======== RECORD SET ========

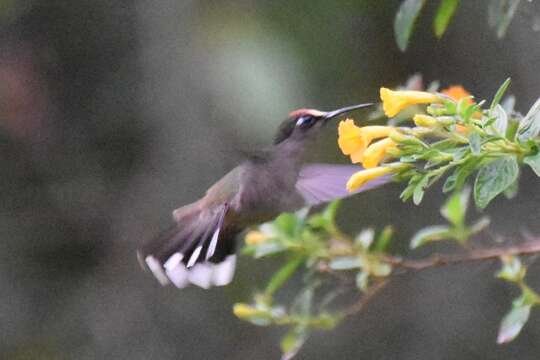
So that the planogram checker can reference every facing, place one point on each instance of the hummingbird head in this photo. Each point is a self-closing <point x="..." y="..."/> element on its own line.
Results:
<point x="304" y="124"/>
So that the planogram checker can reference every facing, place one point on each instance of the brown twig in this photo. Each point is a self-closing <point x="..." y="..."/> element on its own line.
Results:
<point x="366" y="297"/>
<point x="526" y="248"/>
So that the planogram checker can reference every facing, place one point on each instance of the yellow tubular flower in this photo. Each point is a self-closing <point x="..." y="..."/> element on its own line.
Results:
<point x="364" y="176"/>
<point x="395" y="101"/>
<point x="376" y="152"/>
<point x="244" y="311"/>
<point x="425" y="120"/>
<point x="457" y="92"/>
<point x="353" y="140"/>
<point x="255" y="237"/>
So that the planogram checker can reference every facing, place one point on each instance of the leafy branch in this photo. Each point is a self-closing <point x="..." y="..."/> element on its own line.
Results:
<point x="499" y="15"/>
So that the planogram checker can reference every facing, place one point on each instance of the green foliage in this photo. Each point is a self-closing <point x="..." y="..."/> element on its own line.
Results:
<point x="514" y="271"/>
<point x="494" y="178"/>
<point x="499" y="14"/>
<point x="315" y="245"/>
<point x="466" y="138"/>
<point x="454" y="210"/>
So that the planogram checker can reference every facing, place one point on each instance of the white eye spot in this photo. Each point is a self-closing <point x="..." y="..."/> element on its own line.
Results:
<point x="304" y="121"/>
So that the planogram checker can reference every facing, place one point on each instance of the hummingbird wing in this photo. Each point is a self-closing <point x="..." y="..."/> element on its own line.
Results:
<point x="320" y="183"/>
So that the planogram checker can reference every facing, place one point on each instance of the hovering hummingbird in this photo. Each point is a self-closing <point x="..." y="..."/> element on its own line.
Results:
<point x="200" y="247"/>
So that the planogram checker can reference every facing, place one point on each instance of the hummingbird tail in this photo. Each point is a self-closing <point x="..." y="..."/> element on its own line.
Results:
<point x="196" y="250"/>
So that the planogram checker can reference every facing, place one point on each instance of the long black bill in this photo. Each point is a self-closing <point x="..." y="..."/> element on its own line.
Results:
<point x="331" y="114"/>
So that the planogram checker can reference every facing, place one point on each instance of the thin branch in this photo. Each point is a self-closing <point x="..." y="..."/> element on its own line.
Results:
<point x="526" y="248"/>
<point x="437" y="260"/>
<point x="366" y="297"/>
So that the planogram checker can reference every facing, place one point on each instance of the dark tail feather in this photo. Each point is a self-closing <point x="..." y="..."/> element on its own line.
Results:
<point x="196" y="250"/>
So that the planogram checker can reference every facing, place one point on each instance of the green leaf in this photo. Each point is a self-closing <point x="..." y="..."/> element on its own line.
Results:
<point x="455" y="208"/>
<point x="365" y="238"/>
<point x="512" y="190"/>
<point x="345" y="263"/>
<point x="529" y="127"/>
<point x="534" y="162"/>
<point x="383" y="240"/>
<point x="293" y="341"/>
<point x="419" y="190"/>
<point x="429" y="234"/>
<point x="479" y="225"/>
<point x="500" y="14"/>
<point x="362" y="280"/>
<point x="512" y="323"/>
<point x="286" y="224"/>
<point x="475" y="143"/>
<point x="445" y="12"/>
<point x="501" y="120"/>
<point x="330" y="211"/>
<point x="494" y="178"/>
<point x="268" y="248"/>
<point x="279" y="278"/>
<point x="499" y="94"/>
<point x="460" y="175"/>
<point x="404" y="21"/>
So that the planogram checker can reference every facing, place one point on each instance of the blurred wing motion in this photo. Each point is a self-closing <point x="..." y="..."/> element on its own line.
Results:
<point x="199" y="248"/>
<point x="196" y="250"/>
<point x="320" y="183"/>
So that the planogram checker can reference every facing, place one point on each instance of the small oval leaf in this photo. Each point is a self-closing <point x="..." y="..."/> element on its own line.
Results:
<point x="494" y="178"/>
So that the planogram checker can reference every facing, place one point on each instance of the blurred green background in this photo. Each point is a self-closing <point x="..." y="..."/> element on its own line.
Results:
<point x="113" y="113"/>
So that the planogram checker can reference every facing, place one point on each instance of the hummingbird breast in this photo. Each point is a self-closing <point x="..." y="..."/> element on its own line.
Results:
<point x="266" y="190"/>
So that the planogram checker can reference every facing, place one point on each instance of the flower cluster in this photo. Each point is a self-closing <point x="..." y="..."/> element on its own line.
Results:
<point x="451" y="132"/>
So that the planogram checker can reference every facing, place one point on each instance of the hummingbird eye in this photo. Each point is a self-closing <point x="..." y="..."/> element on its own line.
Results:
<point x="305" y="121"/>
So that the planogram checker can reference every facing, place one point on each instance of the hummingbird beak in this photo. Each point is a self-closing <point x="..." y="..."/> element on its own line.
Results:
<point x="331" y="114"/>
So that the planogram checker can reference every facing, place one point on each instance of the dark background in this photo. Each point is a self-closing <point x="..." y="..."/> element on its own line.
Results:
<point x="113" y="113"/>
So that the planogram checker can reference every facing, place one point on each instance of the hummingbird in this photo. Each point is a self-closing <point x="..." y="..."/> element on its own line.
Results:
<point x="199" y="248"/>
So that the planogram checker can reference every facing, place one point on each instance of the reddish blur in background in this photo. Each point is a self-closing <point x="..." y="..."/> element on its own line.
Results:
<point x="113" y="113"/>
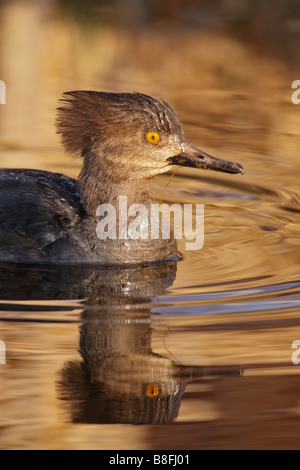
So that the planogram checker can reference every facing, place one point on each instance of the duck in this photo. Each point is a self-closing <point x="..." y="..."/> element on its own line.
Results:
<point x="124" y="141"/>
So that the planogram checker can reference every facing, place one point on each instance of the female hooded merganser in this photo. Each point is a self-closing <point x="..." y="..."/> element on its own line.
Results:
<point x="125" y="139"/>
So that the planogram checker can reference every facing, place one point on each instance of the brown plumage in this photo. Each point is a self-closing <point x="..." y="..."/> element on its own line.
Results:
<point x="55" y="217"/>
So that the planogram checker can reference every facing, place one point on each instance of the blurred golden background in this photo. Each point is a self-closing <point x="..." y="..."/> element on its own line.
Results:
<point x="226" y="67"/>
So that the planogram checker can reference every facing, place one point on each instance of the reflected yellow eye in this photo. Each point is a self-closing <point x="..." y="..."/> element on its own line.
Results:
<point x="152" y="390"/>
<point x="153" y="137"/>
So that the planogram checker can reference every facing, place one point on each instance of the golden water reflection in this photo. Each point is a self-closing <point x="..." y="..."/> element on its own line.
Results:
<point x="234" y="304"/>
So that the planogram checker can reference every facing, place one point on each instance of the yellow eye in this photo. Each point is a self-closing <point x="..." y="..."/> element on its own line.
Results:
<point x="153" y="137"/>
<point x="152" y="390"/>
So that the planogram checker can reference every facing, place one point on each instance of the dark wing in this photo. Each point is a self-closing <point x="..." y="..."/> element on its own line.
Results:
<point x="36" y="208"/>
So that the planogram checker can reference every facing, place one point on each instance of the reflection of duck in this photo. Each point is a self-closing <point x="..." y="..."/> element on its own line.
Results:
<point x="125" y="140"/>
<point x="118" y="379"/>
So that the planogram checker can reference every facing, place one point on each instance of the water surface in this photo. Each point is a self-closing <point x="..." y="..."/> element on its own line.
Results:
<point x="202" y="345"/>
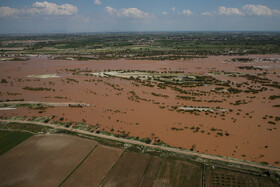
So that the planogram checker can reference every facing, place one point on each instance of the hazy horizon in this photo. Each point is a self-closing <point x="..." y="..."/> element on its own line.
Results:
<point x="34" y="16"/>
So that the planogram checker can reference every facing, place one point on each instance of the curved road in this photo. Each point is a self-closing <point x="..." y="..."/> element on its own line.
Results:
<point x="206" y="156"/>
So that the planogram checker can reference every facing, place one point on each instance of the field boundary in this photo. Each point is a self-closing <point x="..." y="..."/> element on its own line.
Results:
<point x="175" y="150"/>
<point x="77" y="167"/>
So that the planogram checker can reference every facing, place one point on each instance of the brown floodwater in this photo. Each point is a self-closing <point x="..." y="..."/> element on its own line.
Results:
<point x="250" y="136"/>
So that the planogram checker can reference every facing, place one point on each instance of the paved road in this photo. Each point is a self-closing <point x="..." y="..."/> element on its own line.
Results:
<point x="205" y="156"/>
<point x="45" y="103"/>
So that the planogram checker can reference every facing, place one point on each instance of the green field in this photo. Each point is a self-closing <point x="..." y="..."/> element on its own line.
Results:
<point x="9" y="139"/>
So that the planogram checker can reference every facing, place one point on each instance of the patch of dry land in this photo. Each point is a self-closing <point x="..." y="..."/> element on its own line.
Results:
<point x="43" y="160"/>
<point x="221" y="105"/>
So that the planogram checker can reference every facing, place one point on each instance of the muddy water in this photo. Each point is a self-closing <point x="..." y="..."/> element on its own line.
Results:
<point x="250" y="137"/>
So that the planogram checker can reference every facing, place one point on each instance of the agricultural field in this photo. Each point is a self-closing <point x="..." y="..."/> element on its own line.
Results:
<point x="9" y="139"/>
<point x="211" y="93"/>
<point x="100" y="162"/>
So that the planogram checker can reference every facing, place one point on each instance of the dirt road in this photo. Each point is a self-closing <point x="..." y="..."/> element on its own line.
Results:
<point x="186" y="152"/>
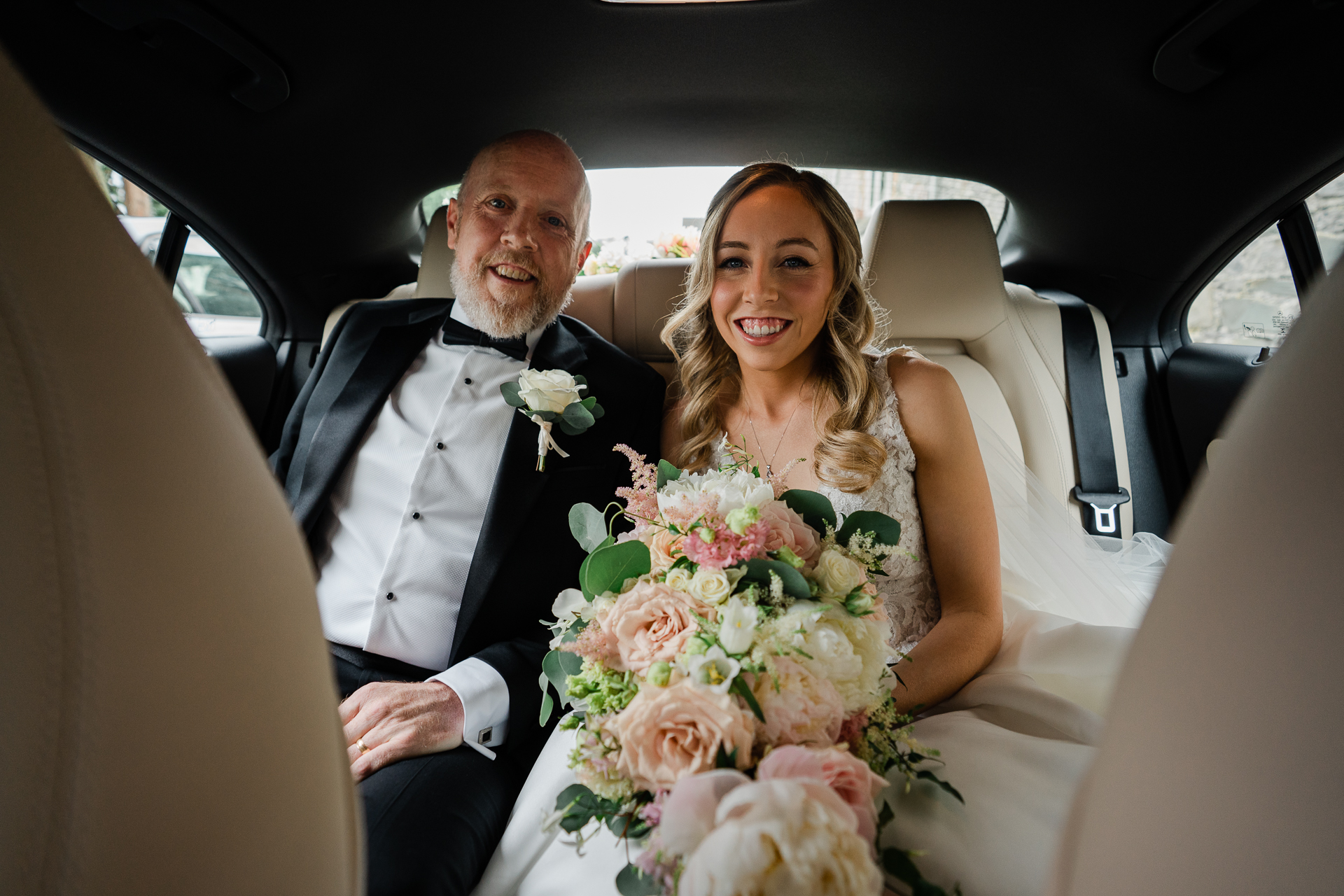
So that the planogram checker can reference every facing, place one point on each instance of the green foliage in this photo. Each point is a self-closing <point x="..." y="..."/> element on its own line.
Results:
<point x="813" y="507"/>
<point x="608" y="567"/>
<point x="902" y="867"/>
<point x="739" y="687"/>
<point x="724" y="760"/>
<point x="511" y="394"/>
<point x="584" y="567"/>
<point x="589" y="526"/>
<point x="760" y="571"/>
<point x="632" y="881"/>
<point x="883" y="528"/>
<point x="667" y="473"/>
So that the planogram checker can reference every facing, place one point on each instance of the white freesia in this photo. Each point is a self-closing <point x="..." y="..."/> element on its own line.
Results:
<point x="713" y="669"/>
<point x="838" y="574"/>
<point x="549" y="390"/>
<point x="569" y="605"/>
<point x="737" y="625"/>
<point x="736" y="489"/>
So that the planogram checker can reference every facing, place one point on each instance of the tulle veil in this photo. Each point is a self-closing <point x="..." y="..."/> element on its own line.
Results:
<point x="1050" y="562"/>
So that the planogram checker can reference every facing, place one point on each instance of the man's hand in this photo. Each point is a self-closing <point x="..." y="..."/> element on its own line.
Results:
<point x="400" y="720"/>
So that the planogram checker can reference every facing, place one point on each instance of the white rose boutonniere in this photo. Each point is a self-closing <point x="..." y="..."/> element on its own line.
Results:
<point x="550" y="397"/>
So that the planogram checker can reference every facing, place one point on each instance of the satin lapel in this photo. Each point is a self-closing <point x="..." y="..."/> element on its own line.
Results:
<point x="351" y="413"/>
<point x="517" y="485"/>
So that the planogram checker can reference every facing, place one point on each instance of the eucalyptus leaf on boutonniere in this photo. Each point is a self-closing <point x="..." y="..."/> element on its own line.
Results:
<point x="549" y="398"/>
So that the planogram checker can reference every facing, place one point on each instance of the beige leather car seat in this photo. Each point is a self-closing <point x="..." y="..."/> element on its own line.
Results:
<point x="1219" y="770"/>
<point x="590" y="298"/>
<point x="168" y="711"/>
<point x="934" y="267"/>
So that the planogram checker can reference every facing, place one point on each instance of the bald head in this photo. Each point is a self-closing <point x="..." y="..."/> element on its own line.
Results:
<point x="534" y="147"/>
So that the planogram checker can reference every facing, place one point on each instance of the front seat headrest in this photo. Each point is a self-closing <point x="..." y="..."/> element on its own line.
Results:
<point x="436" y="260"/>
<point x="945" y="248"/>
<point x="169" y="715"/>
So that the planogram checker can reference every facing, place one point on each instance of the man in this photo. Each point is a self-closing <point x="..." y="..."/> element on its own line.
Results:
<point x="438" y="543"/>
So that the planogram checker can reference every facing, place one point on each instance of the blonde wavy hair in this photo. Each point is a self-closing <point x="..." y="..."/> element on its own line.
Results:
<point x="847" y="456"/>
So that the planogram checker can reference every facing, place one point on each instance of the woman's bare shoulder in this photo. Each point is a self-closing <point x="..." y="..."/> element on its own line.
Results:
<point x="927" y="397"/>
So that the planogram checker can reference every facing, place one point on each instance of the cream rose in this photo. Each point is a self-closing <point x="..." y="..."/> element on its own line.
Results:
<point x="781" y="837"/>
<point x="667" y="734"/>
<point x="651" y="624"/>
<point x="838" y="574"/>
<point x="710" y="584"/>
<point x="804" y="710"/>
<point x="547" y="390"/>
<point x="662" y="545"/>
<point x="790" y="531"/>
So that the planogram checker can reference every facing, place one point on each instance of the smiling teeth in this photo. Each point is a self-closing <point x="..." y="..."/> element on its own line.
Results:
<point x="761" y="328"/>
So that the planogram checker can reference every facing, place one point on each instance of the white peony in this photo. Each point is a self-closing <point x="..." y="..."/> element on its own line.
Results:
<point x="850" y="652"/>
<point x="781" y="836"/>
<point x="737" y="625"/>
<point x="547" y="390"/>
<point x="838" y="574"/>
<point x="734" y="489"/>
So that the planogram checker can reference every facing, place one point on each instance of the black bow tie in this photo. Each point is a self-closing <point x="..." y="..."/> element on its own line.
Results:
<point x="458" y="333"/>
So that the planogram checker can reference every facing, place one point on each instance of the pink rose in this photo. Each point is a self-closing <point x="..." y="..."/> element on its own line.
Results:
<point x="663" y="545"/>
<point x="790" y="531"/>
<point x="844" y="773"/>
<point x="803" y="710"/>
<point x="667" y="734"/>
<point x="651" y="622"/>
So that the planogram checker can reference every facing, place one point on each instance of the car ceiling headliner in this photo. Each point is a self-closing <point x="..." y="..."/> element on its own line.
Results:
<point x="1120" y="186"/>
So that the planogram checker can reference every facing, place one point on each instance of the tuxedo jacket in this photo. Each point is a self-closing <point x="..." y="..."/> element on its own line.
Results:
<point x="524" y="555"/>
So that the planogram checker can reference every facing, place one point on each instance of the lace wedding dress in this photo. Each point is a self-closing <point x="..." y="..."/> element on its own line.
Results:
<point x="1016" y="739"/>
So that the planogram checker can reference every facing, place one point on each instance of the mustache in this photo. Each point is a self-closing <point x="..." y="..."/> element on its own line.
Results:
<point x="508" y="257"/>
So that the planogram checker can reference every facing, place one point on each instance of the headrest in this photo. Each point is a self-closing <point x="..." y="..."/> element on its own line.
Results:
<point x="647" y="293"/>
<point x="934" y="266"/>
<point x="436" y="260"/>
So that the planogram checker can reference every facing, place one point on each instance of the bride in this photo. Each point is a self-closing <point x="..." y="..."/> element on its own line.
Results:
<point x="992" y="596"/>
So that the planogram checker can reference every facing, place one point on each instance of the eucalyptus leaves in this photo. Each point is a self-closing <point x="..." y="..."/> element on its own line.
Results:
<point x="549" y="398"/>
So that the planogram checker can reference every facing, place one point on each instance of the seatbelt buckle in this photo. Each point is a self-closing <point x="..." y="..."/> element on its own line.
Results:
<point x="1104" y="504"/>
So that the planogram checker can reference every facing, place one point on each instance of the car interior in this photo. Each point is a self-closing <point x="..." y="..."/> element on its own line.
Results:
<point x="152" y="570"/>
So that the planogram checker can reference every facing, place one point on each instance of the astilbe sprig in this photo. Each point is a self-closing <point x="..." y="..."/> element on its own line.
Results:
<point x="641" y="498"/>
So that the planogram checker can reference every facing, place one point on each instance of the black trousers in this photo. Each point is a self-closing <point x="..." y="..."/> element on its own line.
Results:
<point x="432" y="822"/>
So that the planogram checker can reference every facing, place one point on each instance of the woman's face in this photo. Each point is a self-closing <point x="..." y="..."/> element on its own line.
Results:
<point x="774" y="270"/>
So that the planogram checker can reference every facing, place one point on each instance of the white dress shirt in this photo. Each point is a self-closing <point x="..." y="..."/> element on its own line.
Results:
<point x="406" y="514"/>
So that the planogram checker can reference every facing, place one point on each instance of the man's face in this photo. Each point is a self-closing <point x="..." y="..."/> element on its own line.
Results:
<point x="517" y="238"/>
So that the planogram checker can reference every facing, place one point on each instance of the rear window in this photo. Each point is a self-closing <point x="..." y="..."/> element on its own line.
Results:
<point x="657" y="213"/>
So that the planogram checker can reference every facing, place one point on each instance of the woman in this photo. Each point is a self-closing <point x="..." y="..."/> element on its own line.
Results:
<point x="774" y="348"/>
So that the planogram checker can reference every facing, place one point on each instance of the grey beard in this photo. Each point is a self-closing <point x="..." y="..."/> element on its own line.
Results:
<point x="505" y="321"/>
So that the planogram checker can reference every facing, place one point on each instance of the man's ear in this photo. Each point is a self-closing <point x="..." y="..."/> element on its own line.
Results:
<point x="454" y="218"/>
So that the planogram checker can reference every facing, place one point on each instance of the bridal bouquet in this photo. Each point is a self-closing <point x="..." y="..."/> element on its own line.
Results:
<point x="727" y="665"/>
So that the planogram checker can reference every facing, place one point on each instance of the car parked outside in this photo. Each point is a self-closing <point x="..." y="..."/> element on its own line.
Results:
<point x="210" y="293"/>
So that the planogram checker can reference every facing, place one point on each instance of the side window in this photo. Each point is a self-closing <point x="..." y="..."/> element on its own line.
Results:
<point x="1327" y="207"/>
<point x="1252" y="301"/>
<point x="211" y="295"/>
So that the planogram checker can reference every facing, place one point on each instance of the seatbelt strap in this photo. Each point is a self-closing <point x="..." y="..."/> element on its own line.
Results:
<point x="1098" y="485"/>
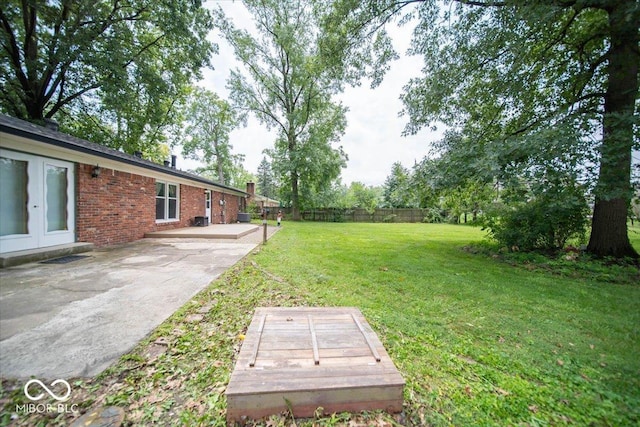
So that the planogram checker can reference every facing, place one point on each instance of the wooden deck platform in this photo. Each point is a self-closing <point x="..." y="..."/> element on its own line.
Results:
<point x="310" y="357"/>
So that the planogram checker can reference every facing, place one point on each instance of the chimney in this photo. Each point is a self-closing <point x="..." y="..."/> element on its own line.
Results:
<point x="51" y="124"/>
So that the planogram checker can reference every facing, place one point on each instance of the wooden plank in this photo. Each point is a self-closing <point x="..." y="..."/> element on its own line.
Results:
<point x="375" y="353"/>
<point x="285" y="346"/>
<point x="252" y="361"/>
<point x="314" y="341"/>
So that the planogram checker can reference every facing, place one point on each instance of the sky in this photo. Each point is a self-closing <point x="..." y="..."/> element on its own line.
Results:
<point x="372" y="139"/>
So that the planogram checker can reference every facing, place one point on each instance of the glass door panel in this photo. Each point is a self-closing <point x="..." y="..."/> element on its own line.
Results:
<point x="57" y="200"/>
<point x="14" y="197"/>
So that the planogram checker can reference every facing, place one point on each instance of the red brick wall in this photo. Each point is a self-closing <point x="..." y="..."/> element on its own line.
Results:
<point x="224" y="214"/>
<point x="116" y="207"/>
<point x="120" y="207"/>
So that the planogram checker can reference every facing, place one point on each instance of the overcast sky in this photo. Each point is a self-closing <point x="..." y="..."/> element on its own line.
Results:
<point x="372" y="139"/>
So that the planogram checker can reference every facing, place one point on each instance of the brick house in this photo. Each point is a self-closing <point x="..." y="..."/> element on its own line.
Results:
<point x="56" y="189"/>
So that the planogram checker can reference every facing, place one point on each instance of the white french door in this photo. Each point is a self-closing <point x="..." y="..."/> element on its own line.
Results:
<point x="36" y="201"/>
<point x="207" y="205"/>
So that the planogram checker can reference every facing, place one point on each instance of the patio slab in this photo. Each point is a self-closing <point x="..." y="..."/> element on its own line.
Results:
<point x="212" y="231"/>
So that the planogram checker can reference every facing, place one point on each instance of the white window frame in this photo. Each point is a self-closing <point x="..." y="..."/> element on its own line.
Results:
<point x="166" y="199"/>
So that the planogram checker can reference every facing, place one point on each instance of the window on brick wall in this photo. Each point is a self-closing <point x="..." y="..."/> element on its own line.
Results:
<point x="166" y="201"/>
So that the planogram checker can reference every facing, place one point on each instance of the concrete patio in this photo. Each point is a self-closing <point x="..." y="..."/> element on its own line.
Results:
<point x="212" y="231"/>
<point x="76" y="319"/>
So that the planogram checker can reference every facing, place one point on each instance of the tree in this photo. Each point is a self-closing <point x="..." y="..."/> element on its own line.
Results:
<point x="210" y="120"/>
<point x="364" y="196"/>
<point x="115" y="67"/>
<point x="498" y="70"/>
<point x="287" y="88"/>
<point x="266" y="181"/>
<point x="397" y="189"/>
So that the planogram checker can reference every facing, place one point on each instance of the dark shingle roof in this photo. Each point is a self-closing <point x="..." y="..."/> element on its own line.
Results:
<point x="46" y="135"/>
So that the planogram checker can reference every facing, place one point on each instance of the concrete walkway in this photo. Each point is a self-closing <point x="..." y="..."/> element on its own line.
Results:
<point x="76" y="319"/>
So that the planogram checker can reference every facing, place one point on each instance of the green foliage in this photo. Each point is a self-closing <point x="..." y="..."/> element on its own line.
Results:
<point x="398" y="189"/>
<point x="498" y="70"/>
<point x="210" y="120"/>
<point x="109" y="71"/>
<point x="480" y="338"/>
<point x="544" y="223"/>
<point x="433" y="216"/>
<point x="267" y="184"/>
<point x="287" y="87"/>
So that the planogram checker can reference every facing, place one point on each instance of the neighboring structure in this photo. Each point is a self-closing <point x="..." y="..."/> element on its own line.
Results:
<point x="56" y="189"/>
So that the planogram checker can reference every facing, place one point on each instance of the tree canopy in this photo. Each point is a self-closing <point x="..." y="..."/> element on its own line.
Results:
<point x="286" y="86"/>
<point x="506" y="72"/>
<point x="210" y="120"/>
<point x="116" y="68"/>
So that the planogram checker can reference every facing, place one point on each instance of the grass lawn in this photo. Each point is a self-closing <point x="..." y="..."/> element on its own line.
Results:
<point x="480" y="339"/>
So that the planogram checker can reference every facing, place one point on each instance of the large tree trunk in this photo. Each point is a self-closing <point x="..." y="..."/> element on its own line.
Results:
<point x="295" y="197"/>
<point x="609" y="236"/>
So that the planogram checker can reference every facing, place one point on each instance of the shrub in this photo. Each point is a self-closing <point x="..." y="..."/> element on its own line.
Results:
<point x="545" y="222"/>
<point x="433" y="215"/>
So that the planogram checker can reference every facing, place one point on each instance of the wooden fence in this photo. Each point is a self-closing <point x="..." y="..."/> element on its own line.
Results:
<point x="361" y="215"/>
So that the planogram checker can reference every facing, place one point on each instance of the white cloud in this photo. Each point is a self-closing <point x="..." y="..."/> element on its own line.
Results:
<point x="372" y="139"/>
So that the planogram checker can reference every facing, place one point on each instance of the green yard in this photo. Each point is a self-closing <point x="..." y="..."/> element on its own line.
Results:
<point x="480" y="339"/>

========

PROBLEM TO WORK ON:
Give back exactly the lines beginning at the one with "the tree canopy" and ending at the final line of the material; both boundary lines belong in it.

REPLY:
So that the planogram checker can reference every facing, place one point on each instance of the tree canopy in this photo. Each point is a self-closing <point x="..." y="..."/> element on its own line.
Results:
<point x="286" y="86"/>
<point x="506" y="72"/>
<point x="210" y="120"/>
<point x="116" y="68"/>
So that the planogram checker can reference every facing, place one point on each instance of the grass lawn in this photo. Each point is a self-closing <point x="..." y="..."/> element on its own line.
Results:
<point x="480" y="339"/>
So that the planogram checker can reference every facing, place one point on each instance of the large tree trunk in this photo. Each point is a self-closing <point x="..." y="..."/> element on its own line.
Results:
<point x="295" y="197"/>
<point x="609" y="236"/>
So that the planogram checker can reference every facing, place one point on each instance of the shrub in this photo. Each point is a self-closing <point x="..." y="..."/> element on its own line.
Results:
<point x="545" y="222"/>
<point x="433" y="215"/>
So that the planogram checker can reference every facing, place one point on each instance of the wooden fence in this photo. Each point is a self-closing <point x="..." y="..."/> element on its own line.
Results:
<point x="361" y="215"/>
So that the planogram checker can reference every facing, place one point on each instance of the white cloud in this photo. Each point is a self-closing <point x="..." y="..."/> element on its own line.
Results:
<point x="372" y="139"/>
So that the planogram checker can reference every facing, place one point on each instance of the green yard in this photo. Each point is a self-closing <point x="..." y="..."/> element on its own line.
Results:
<point x="480" y="339"/>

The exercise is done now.